• **The task**
Return the listing in full. Keep each line exactly as it is.

• **Listed records**
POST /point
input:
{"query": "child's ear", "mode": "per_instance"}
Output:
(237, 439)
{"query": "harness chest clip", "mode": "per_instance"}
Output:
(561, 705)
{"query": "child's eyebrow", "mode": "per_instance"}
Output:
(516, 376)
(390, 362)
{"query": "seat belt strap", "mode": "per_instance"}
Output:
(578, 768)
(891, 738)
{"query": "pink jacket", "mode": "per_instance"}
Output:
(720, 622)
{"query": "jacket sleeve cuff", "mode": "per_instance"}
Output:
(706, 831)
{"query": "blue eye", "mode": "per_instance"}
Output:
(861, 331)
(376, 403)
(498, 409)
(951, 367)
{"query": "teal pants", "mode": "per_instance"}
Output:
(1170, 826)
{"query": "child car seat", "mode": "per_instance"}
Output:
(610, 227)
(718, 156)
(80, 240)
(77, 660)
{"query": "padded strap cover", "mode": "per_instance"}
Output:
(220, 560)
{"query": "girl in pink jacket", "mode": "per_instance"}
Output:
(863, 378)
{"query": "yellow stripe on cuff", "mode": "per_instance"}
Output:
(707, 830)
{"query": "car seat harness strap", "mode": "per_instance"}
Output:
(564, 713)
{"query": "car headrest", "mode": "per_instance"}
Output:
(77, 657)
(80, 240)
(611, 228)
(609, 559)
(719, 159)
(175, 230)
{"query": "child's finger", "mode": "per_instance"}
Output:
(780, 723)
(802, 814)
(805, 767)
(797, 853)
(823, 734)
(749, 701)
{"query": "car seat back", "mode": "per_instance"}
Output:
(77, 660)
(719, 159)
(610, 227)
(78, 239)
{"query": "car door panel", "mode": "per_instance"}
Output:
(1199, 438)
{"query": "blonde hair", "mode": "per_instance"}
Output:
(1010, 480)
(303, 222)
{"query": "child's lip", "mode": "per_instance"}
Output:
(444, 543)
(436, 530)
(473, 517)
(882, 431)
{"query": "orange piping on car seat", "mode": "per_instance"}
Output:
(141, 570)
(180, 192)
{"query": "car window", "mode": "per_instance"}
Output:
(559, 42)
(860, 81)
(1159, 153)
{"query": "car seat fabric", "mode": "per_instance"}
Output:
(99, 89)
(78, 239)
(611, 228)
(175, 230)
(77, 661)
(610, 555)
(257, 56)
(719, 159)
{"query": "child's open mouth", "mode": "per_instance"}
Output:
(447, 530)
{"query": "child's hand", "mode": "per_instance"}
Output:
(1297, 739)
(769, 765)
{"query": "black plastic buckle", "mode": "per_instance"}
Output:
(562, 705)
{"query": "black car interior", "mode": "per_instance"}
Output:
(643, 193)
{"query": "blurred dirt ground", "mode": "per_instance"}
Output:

• **Exercise response**
POST /point
input:
{"query": "child's ear", "mode": "per_instance"}
Output:
(237, 439)
{"query": "harness chest clip", "mode": "per_instance"}
Output:
(561, 705)
{"query": "child's eyebrow", "mode": "per_instance"}
Output:
(516, 376)
(390, 362)
{"query": "seat belt strap", "mode": "per_instance"}
Output:
(578, 768)
(891, 738)
{"query": "pink jacket", "mode": "per_instance"}
Output:
(720, 622)
{"query": "jacket sleeve cuff", "mode": "per_instance"}
Output:
(706, 831)
{"query": "blue eye", "mode": "per_instance"}
Output:
(861, 331)
(376, 403)
(498, 409)
(951, 367)
{"query": "teal pants", "mode": "per_instance"}
Output:
(1170, 826)
{"query": "child car seat", "mode": "per_instance"}
Output:
(610, 227)
(718, 156)
(80, 240)
(77, 660)
{"query": "padded strap cover", "mode": "per_instance"}
Output:
(220, 560)
{"query": "girl in pink jacket", "mode": "per_instance"}
Output:
(863, 378)
{"query": "yellow stripe on cuff", "mode": "per_instance"}
Output:
(707, 830)
{"query": "car seat harness strap", "mode": "per_instance"}
Output:
(564, 713)
{"query": "car headrest", "mode": "per_instance"}
Output:
(77, 657)
(80, 240)
(611, 228)
(609, 559)
(719, 159)
(175, 230)
{"query": "child's finger", "mode": "per_instance"}
Output:
(780, 723)
(802, 814)
(805, 767)
(797, 853)
(823, 734)
(749, 701)
{"query": "car seat back", "mode": "per_instance"}
Output:
(77, 660)
(719, 159)
(610, 227)
(78, 239)
{"query": "car door panel", "mode": "per_instance"}
Output:
(1199, 438)
{"query": "blonde hair", "mode": "per_instance"}
Output:
(1010, 480)
(303, 222)
{"query": "child's lip", "mode": "per_instance"}
Output:
(444, 543)
(436, 530)
(473, 517)
(882, 431)
{"query": "orange piping on car seat", "mode": "per_instance"}
Output:
(141, 570)
(180, 192)
{"query": "car window", "mode": "per_instance"}
Output:
(559, 42)
(860, 81)
(1159, 153)
{"query": "car seat fabric", "mode": "per_instance"}
Output:
(99, 89)
(78, 239)
(611, 228)
(175, 230)
(77, 661)
(610, 555)
(257, 56)
(719, 159)
{"query": "child's open mouth", "mode": "per_instance"}
Output:
(447, 530)
{"query": "child's hand", "mode": "per_instance"}
Output:
(1297, 739)
(769, 765)
{"query": "black plastic buckle", "mode": "per_instance"}
Output:
(562, 705)
{"query": "black car interior", "mode": "per_instance"}
Output:
(643, 193)
{"query": "blurred dirt ground", "mode": "per_instance"}
Output:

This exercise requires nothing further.